*EXERCISE AIM:*
Taking the line with "viking ship in" as the first and the line with "Note to the class: find each instance of the gray" as the last, set down exactly every line in that range from the entries below, and no more.

*Extracted records:*
________________

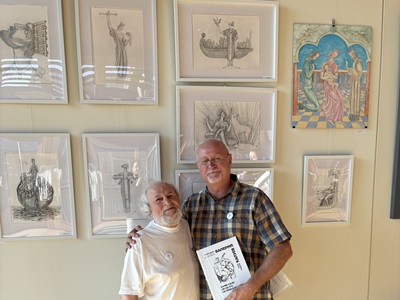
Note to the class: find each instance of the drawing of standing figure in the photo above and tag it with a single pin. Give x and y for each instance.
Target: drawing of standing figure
(232, 36)
(125, 178)
(308, 74)
(333, 104)
(221, 128)
(122, 40)
(355, 74)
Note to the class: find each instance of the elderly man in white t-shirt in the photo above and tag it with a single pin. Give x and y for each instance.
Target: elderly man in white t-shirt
(161, 264)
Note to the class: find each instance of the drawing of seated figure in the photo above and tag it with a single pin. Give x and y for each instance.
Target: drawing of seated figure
(221, 129)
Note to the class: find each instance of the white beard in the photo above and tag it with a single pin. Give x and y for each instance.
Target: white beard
(168, 220)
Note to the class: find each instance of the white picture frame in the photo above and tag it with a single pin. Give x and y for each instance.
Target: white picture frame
(118, 168)
(36, 190)
(250, 111)
(327, 189)
(111, 74)
(32, 52)
(204, 29)
(189, 181)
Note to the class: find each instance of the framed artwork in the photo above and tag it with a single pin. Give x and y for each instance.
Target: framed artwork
(117, 42)
(190, 181)
(331, 76)
(243, 118)
(226, 40)
(36, 187)
(118, 168)
(32, 52)
(327, 188)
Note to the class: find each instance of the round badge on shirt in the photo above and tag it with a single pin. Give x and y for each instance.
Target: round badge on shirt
(168, 256)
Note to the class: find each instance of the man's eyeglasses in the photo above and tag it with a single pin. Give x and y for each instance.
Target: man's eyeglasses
(214, 161)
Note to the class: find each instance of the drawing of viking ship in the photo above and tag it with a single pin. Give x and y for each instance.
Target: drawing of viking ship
(26, 40)
(213, 49)
(34, 191)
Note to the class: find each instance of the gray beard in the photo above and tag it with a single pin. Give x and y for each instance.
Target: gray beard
(172, 221)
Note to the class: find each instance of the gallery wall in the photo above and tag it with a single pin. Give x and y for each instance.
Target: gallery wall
(351, 261)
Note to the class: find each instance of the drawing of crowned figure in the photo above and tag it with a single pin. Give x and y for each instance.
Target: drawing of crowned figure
(232, 36)
(333, 104)
(121, 40)
(308, 75)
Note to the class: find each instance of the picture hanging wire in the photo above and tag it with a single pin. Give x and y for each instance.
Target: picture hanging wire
(333, 28)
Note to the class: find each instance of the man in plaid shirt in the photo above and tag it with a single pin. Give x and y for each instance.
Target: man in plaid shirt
(229, 208)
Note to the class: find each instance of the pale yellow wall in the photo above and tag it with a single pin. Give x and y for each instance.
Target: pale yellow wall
(353, 262)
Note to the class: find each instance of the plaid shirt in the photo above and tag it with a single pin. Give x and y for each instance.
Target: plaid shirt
(252, 219)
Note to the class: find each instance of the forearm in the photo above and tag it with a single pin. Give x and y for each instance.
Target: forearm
(272, 264)
(128, 297)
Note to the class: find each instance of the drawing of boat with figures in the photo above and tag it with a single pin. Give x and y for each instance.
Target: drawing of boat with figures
(224, 48)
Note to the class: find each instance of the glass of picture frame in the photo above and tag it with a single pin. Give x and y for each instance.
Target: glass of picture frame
(226, 40)
(32, 52)
(244, 118)
(36, 190)
(189, 181)
(118, 168)
(327, 189)
(117, 44)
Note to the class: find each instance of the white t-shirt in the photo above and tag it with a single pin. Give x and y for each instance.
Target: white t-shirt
(161, 265)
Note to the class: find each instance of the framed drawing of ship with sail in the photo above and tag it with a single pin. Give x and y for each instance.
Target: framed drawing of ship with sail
(32, 52)
(36, 187)
(226, 41)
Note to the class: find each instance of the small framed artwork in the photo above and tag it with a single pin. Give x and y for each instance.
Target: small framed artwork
(190, 181)
(117, 42)
(226, 40)
(36, 188)
(243, 118)
(32, 52)
(118, 169)
(327, 188)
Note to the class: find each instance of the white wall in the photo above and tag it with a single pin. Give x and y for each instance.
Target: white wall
(356, 261)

________________

*EXERCISE ANSWER:*
Note to the class: find each instance of the drawing of viking ship in the photo above and tag it with a single pin. Give x and y for each instance.
Target: drawing of viking ship
(26, 40)
(213, 49)
(34, 191)
Note to the class: find each instance of the gray beard in the photo above and tag it with a single pin. Give x and y for each instance.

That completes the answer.